* _EXERCISE TASK_:
Write out the whole listing word for word.

* _SUPPLIED INFORMATION_:
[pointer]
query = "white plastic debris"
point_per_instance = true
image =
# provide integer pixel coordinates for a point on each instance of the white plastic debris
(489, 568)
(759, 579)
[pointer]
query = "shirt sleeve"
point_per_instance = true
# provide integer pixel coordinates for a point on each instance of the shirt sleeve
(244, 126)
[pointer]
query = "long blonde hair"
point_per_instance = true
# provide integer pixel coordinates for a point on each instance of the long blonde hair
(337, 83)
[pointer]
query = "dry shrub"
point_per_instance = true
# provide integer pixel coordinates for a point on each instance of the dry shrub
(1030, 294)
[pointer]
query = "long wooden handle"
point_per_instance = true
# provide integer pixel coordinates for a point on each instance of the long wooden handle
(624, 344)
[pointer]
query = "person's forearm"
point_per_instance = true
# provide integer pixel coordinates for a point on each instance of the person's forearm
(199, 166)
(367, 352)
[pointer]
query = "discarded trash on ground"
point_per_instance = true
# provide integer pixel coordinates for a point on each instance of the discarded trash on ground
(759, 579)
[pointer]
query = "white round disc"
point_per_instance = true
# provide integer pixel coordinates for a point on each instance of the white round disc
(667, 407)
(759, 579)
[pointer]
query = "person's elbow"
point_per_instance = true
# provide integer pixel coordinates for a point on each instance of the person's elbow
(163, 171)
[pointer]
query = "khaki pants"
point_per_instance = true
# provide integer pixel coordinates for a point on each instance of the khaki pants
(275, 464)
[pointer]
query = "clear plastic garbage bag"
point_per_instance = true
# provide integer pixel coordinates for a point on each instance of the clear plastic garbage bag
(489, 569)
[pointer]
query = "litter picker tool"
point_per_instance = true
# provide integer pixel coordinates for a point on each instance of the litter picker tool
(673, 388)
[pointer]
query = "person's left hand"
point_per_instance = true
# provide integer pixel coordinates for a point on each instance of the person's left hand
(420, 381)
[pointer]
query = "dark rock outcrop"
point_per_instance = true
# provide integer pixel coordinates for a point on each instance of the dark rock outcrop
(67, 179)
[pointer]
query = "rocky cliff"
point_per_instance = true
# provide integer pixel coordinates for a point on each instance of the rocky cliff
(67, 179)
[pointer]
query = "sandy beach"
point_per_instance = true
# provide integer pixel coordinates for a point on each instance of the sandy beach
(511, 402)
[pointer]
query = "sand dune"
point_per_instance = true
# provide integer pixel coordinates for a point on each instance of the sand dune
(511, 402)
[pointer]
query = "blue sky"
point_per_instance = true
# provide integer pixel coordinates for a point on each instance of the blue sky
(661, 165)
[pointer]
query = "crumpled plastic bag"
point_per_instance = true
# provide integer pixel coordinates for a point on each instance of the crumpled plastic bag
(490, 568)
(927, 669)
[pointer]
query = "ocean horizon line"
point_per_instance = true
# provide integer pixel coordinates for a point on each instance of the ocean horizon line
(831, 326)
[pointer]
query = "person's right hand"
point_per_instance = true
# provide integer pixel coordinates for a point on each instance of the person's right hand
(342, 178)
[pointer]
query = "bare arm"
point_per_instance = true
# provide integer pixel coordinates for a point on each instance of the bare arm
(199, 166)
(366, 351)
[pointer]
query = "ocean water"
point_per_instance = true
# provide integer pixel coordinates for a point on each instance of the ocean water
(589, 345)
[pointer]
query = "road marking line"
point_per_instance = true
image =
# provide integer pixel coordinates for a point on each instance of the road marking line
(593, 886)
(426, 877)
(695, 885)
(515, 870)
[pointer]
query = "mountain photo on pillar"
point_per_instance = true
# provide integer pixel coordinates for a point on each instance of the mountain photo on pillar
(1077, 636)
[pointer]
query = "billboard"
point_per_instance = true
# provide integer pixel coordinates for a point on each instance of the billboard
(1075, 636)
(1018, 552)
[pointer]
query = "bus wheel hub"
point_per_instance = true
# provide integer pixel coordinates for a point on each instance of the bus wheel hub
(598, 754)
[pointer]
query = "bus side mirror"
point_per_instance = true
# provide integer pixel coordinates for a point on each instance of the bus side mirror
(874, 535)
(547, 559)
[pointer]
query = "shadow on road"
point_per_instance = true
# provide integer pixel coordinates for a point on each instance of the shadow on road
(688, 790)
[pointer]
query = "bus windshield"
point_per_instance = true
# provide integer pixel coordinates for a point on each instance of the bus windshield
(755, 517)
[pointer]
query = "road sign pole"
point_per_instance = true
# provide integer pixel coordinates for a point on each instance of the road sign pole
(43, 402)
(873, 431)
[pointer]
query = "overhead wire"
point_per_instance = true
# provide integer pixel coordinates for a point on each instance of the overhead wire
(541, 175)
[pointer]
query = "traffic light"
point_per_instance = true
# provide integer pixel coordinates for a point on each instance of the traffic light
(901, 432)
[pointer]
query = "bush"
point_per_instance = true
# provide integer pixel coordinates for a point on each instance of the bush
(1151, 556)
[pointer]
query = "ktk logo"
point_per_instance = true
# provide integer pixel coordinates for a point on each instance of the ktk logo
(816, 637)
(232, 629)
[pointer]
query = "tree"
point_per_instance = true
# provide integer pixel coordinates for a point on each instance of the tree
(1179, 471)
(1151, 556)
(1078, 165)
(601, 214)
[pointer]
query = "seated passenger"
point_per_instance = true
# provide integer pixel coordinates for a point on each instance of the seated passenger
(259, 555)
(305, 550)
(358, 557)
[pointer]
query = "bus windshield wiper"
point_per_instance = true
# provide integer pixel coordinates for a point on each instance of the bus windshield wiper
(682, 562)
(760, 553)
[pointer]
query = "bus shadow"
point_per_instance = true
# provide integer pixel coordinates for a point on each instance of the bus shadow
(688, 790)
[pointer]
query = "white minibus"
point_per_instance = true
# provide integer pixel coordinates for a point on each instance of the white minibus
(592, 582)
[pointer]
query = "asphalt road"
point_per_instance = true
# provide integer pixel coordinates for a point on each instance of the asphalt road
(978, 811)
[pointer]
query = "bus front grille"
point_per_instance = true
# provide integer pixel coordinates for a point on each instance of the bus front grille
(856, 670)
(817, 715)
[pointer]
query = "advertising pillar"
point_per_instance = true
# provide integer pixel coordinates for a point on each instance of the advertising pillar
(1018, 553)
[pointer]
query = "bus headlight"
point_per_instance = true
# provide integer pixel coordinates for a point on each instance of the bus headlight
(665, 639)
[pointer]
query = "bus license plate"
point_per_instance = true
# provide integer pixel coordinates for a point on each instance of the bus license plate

* _RESULT OF THE TASK_:
[pointer]
query = "white plastic debris"
point_per_instance = true
image =
# provide integer pixel coordinates for a point on each instance of the white plastic debris
(489, 568)
(759, 579)
[pointer]
query = "shirt sleeve"
point_per_instance = true
# provide integer pixel coordinates for a point on each instance of the shirt sleeve
(244, 126)
[pointer]
query = "long blonde hair"
point_per_instance = true
# provide integer pixel coordinates for a point on each instance of the long blonde hair
(337, 83)
[pointer]
query = "dry shrub"
point_per_instance = true
# provide integer pixel coordinates for a point on each instance of the dry shrub
(1030, 294)
[pointer]
query = "long wooden handle"
point_per_instance = true
# provide integer pixel coordinates for a point on each instance of the long wooden handle
(624, 344)
[pointer]
query = "person's forearm"
point_per_instance = true
# provide integer pixel coordinates for a point on each instance of the person's forearm
(199, 166)
(367, 352)
[pointer]
query = "discarded trash on ground"
point_per_instance = true
# provide integer pixel coordinates for a point on each instance of the discarded trash on ground
(759, 579)
[pointer]
query = "white round disc"
point_per_instance = true
# provide integer pixel coordinates for a point on each instance of the white round disc
(667, 407)
(759, 579)
[pointer]
query = "person's elbow"
point_per_instance = true
# provide integer pixel coordinates for a point on each instance of the person's elbow
(163, 171)
[pointer]
query = "khaki pants"
point_per_instance = true
# provide integer pixel coordinates for a point on each instance of the khaki pants
(275, 464)
[pointer]
query = "clear plastic garbage bag"
point_per_instance = true
# provide integer pixel coordinates for a point on each instance of the clear plastic garbage bag
(489, 569)
[pointer]
query = "litter picker tool"
point_per_instance = true
# provide integer pixel coordinates for a point on each instance of the litter picker tool
(673, 388)
[pointer]
query = "person's left hand"
point_per_instance = true
# provide integer pixel coordinates for a point on each instance of the person's left hand
(420, 381)
[pointer]
query = "dark rock outcrop"
point_per_instance = true
# provide integer pixel coordinates for a point on each instance of the dark rock outcrop
(67, 179)
[pointer]
query = "rocky cliff"
point_per_instance = true
# provide integer pixel coordinates for a point on each instance of the rocky cliff
(67, 179)
[pointer]
query = "sandy beach"
point_per_instance = true
# provide integer pixel coordinates for a point on each instance of the sandy beach
(511, 402)
[pointer]
query = "sand dune"
point_per_instance = true
# provide integer pixel coordinates for a point on each instance of the sand dune
(511, 402)
[pointer]
query = "blue sky"
point_per_instance = true
# provide integer pixel coordinates for a point on each instance of the blue sky
(661, 165)
[pointer]
query = "crumpled plastic bag"
point_per_instance = true
# provide integer pixel coordinates for a point on each instance of the crumpled plastic bag
(490, 568)
(927, 669)
[pointer]
query = "ocean horizon line"
point_per_instance = true
# provide integer pixel coordinates for a point on each instance of the ocean horizon line
(831, 326)
[pointer]
query = "person's right hand"
point_per_instance = true
# provide integer pixel coordinates for a point on each instance of the person's right hand
(342, 178)
[pointer]
query = "bare arm"
point_per_instance = true
# provide integer pixel coordinates for a point on each instance of the bare arm
(199, 166)
(366, 351)
[pointer]
query = "ocean water"
point_per_instance = true
# provide integer pixel coordinates for a point on each instance of the ocean water
(589, 345)
[pointer]
query = "road marking line"
point_per_instance = true
image =
# provide integer pixel coordinates for a point on each instance of the road marking line
(593, 886)
(426, 877)
(695, 885)
(515, 870)
[pointer]
query = "mountain photo on pillar"
point_per_instance = true
# provide integer pixel coordinates for a point on each instance of the mountain photo on pillar
(1077, 636)
[pointer]
query = "billboard"
point_per_instance = true
# provide integer pixel coordinates for a point on each instance of the billboard
(1075, 636)
(1018, 552)
[pointer]
query = "bus wheel hub"
point_per_instance = true
# provide integer pixel coordinates for a point on each instance of the bus wheel hub
(598, 754)
[pointer]
query = "bus side mirror"
point_per_instance = true
# provide integer pixel coordinates for a point on each instance of the bus side mirror
(874, 535)
(547, 559)
[pointer]
query = "shadow on road"
point_per_instance = true
# provide integer pixel coordinates for a point on each instance of the shadow on road
(688, 790)
[pointer]
query = "bus windshield"
point_per_instance = true
# provide integer pixel coordinates for a point on each instance of the bus windshield
(755, 517)
[pointer]
query = "road sign pole"
point_per_instance = true
# provide integer pixel coordinates for a point on each instance of the road sign pole
(43, 402)
(873, 431)
[pointer]
query = "overhead wire"
point_per_instance = true
# provide integer pixel coordinates for a point on each instance of the overhead wire
(541, 175)
[pointer]
query = "traffic light"
point_per_instance = true
# provide integer pixel coordinates for a point on each instance of the traffic light
(901, 432)
[pointer]
query = "bush"
point_per_instance = true
# provide integer pixel coordinates for a point on each instance of the bush
(1151, 556)
[pointer]
query = "ktk logo"
point_per_instance = true
# provide integer pixel coordinates for a point on each instance of the ktk logo
(816, 637)
(232, 629)
[pointer]
query = "tree"
point_per_instance = true
# provide integer pixel coordinates for a point on each instance of the tree
(1179, 471)
(1151, 556)
(1078, 165)
(601, 214)
[pointer]
query = "seated passenger"
point_per_instance = true
# provide integer pixel coordinates for a point on each instance of the seated passenger
(259, 555)
(305, 550)
(358, 557)
[pointer]
query = "bus windshield wiper"
point_per_instance = true
# provide integer pixel coordinates for a point on each instance of the bus windshield wiper
(682, 562)
(760, 553)
[pointer]
query = "bus shadow"
point_per_instance = true
# provide integer pixel coordinates for a point on each instance of the bus shadow
(688, 790)
[pointer]
query = "white minibus"
point_per_instance = true
# provide integer pixel coordinates for a point on each instance of the white minibus
(592, 582)
[pointer]
query = "asphalt road"
point_per_instance = true
# provide integer pixel coordinates for a point on each instance of the asphalt road
(978, 811)
[pointer]
query = "bus front grille"
point_per_instance = true
# provide integer pixel coordinates for a point on each instance of the bus front grille
(856, 670)
(817, 715)
[pointer]
query = "advertising pillar"
point_per_instance = true
# provide integer pixel coordinates for a point on each instance of the advertising pillar
(1018, 553)
[pointer]
query = "bus headlight"
point_per_instance = true
# provide integer pixel coordinates for a point on each instance of the bus headlight
(665, 639)
[pointer]
query = "bus license plate"
point_per_instance = true
# provide integer pixel coordinates for a point on each instance of the bus license plate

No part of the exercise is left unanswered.